◆ Prompt ◆
Copy out the final stretch of the listing: the line that contains "the blue jeans" and all lines after it, exactly as they appear.

◆ Task material ◆
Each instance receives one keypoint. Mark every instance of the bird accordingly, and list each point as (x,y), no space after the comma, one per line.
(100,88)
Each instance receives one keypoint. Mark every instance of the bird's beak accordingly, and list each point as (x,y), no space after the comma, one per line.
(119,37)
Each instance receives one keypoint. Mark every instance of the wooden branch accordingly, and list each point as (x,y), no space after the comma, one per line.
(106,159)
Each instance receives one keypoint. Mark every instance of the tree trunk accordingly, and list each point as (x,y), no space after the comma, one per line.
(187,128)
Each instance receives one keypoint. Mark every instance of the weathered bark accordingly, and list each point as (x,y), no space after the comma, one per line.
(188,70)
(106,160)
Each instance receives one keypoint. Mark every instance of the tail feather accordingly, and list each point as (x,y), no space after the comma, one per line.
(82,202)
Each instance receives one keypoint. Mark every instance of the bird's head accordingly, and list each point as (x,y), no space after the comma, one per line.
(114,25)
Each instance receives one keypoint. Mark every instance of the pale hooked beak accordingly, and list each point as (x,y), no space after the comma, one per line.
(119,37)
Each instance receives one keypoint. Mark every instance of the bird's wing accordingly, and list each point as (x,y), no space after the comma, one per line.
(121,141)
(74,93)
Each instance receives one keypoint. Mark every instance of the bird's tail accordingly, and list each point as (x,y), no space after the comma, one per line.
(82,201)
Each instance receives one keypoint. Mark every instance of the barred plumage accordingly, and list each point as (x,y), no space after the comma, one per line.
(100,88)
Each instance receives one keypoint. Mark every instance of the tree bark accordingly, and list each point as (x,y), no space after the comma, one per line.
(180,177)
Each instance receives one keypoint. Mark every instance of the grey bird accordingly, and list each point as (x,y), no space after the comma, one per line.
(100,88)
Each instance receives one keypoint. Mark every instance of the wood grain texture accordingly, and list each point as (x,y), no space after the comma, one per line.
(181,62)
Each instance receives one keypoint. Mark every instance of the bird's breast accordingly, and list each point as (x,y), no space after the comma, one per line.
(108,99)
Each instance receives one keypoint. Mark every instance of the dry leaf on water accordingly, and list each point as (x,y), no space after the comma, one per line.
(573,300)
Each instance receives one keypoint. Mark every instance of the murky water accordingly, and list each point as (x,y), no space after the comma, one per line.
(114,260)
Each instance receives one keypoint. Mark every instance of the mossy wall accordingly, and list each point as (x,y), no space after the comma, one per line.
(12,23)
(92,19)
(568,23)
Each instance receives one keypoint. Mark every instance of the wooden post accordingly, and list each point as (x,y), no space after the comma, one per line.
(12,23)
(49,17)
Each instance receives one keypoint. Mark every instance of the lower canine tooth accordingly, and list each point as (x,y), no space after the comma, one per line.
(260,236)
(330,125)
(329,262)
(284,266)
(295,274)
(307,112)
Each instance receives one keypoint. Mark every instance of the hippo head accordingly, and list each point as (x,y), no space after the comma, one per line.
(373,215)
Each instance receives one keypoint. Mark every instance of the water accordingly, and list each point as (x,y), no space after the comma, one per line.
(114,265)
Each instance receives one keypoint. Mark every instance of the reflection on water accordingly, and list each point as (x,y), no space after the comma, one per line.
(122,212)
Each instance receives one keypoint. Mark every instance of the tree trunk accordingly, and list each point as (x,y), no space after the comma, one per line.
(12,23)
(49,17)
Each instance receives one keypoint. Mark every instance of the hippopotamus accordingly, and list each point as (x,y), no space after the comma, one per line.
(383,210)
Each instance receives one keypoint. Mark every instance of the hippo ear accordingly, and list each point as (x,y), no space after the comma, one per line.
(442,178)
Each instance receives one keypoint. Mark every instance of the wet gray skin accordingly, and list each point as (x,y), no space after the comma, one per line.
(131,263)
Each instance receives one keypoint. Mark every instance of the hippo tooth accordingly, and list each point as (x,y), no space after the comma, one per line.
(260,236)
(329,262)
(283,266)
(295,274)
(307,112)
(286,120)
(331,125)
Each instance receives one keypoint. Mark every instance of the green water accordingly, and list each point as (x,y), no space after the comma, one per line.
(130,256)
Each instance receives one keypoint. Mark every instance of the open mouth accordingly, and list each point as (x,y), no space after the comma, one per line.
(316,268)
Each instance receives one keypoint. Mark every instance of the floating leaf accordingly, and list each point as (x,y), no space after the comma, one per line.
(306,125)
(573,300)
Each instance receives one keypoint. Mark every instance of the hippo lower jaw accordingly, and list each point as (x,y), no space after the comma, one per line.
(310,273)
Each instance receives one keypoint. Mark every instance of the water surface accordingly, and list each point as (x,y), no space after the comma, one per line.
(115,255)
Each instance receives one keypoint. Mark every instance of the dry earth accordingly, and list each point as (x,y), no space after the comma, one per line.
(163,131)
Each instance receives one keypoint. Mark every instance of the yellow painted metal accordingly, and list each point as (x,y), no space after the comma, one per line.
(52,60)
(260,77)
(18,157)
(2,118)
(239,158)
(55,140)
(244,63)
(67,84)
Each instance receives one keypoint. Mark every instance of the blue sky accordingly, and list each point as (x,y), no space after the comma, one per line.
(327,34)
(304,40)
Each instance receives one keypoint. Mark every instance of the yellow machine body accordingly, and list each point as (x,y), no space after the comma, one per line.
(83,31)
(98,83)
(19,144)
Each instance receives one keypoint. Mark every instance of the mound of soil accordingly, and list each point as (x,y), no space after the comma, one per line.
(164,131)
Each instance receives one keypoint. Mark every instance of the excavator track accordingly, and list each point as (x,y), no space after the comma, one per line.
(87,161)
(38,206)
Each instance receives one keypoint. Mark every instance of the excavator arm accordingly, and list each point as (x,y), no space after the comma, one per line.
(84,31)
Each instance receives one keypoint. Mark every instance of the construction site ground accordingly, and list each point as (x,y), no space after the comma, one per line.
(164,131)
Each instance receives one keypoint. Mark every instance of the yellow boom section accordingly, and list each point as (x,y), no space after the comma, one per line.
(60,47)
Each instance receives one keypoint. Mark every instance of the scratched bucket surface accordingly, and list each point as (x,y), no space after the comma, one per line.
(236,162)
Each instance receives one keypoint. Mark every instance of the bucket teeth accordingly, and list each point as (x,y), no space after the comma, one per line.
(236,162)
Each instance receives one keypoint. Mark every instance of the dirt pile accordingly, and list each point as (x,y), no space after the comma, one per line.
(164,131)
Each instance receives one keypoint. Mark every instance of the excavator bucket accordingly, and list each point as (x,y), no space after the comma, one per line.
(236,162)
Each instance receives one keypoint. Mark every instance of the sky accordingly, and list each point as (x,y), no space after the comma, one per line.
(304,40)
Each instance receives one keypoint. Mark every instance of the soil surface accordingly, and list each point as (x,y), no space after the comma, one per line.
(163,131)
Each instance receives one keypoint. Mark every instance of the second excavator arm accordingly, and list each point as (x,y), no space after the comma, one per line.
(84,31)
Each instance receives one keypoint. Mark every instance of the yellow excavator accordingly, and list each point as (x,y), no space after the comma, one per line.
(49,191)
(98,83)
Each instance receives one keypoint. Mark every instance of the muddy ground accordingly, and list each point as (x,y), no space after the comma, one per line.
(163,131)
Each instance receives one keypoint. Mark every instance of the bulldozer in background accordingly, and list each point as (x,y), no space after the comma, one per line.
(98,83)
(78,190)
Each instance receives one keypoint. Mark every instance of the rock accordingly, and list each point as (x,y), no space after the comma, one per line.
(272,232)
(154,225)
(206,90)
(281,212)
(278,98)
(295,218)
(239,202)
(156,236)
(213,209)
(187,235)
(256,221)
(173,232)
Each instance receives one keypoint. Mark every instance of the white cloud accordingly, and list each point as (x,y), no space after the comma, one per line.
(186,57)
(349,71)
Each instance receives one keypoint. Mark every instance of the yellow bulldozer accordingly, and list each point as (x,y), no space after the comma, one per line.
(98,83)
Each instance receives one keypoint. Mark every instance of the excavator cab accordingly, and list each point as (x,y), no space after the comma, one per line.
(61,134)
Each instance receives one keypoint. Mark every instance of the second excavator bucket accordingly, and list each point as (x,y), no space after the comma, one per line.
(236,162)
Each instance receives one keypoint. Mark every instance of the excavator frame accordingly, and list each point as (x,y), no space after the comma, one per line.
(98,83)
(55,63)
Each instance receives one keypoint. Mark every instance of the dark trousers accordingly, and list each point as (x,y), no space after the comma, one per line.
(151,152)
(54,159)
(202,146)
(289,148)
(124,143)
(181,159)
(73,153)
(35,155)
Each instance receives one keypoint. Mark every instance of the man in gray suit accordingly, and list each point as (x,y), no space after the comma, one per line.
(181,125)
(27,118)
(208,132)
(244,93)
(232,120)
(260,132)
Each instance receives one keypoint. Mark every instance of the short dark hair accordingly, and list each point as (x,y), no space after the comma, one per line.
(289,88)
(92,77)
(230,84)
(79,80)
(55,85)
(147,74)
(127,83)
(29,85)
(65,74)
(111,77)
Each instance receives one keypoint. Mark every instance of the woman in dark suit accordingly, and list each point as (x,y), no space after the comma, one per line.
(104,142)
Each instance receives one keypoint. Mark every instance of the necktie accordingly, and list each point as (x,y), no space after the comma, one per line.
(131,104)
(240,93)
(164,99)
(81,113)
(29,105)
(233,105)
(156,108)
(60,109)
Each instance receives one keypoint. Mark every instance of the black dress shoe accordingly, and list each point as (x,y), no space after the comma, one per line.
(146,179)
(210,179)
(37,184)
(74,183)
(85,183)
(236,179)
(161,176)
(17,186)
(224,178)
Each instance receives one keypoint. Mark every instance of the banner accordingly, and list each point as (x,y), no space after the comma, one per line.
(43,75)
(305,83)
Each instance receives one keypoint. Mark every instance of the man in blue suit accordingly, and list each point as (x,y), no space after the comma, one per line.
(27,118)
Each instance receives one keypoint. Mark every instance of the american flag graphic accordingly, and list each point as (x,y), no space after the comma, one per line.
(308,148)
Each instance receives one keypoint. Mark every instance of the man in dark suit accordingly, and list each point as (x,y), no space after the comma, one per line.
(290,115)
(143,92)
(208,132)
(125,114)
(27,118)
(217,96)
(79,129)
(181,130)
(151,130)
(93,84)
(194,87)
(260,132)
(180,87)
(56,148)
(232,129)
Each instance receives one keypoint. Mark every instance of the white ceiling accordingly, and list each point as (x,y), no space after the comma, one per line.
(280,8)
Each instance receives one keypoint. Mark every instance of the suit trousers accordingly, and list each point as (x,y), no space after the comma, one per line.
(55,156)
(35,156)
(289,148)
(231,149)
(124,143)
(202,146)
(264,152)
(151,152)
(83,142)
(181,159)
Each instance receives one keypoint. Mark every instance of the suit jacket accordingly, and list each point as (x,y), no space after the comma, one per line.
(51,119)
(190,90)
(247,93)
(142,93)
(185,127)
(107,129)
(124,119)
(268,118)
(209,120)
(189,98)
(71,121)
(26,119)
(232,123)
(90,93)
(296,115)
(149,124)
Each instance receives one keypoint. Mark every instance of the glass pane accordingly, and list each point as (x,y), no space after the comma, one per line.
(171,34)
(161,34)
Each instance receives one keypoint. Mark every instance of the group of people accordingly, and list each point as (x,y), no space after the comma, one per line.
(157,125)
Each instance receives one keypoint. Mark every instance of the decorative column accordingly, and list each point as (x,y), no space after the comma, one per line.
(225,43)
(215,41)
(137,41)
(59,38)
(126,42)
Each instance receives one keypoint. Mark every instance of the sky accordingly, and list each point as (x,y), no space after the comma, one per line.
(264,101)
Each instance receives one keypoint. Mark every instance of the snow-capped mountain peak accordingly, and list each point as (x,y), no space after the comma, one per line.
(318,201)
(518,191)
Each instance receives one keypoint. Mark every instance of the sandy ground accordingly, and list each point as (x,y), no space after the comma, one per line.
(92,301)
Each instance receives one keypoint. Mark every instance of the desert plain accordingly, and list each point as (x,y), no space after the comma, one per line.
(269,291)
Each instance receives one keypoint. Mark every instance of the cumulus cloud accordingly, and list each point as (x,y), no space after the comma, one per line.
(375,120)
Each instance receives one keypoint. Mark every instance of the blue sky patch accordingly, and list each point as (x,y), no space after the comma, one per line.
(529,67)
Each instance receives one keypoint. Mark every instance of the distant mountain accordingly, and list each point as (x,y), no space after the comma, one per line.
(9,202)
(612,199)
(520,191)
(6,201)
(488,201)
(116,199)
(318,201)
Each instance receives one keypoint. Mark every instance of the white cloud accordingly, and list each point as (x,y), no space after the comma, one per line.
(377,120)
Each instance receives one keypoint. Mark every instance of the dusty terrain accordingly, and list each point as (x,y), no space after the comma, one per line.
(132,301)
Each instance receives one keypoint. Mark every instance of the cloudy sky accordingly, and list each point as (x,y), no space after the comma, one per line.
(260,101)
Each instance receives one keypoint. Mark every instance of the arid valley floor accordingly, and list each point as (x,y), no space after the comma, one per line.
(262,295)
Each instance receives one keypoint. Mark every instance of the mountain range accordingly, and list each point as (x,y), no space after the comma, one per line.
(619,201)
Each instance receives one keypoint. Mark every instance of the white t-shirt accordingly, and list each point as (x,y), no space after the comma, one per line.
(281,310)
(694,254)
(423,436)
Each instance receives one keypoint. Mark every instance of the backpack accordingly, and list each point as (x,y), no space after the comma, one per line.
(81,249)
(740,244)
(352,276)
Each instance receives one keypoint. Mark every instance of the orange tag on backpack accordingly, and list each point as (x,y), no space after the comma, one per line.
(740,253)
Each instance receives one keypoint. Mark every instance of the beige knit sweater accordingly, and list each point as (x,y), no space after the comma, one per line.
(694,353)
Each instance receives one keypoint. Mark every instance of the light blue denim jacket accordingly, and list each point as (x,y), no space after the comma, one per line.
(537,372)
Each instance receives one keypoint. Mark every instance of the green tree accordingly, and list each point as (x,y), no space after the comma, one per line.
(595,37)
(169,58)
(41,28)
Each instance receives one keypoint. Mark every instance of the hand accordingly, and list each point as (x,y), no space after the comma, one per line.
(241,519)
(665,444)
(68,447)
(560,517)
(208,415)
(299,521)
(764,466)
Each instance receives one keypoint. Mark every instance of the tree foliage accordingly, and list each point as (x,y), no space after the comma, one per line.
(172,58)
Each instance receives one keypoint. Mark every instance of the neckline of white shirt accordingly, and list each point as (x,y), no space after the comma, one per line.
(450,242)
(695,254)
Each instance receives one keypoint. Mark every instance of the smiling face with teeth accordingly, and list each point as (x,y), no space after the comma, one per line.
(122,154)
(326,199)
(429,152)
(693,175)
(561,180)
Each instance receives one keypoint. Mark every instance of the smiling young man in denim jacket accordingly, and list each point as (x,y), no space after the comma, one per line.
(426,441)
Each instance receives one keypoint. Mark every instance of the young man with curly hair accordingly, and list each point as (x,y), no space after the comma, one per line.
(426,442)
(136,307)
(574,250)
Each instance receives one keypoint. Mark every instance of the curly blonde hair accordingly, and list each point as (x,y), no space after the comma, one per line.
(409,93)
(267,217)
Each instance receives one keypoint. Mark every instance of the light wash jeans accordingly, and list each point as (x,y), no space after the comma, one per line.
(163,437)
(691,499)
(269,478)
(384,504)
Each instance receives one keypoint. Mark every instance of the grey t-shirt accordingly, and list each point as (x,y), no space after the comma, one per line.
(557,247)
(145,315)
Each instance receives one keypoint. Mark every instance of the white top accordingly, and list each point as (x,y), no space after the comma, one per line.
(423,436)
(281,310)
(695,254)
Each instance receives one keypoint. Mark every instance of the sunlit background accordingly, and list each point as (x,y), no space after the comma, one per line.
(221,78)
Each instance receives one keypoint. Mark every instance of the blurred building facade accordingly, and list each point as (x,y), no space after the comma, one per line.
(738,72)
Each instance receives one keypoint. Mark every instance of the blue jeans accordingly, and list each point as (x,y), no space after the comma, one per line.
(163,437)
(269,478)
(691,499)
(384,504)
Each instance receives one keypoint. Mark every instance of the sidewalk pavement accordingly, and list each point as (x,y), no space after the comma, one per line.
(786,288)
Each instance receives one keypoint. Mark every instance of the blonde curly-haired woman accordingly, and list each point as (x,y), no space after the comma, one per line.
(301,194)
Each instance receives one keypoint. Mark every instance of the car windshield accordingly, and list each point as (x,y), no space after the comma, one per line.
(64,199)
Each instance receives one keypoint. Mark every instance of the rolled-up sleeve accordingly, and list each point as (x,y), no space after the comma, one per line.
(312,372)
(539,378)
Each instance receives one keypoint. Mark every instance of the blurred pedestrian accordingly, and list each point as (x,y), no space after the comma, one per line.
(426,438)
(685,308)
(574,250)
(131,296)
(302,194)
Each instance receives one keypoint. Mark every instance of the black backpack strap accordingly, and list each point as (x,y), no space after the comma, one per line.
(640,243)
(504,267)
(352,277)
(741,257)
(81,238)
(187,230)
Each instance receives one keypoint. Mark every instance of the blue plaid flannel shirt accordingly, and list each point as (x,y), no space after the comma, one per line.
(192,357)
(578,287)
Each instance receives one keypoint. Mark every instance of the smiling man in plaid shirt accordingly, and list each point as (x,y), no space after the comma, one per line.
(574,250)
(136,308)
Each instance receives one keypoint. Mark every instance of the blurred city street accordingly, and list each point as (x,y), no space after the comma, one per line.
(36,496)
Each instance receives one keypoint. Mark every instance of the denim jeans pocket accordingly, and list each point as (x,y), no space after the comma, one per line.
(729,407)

◆ Result ◆
Each instance receives one keypoint. Mark every instance of the blue jeans accordingly, and list each point as (x,y), no space after the comma, one per line.
(163,437)
(269,478)
(691,499)
(384,504)
Each instance receives one keypoint. Mark every instance of the sidewalk pavement accordingly, and list each point as (x,y), no space after the comma, one per line.
(786,288)
Each instance receives one keypoint. Mark every instance of the blonde curly-haired woman accordingly, and list each point as (x,y), no space after the comma, one per line.
(301,194)
Each instance receives one keypoint. Mark every instance of the car windshield accordingly, and list each point as (x,y), no space after the comma, one per line.
(64,199)
Each instance receives one keypoint. Mark every instance of the rolled-up sleeve accordingly, and list each point as (x,y), no space after the comma, one per line.
(312,372)
(539,378)
Each instance receives one keypoint. Mark every instance of the blurred pedestrian accordingly, and list each point as (x,y), no space after the comma, one per line.
(426,438)
(685,308)
(574,250)
(131,296)
(302,194)
Each instance receives one keypoint. Mark every instance of the black backpack strap accordingly, and list each point as (x,y), no space after the comma, one per line.
(640,243)
(504,267)
(352,277)
(741,257)
(81,238)
(187,230)
Each instance receives one keypoint. Mark every instance of the blue plaid flannel shirt accordingly, and list each point as (x,y), no space after the comma, one per line.
(192,357)
(578,287)
Each instance receives one keypoint. Mark every instance of the smiling man in plaid shirt accordingly, and list each point as (x,y), no space after the comma, one per line.
(574,250)
(136,308)
Each instance receives one keypoint. Mark every instance of the blurred city street accordingly, and list each point as (x,y), no space after the comma, one per line.
(36,496)
Each instance receives one keypoint. Mark every instance of the denim jeans pocket accordingly, and list each point as (x,y), no space after the comma, one per line.
(729,407)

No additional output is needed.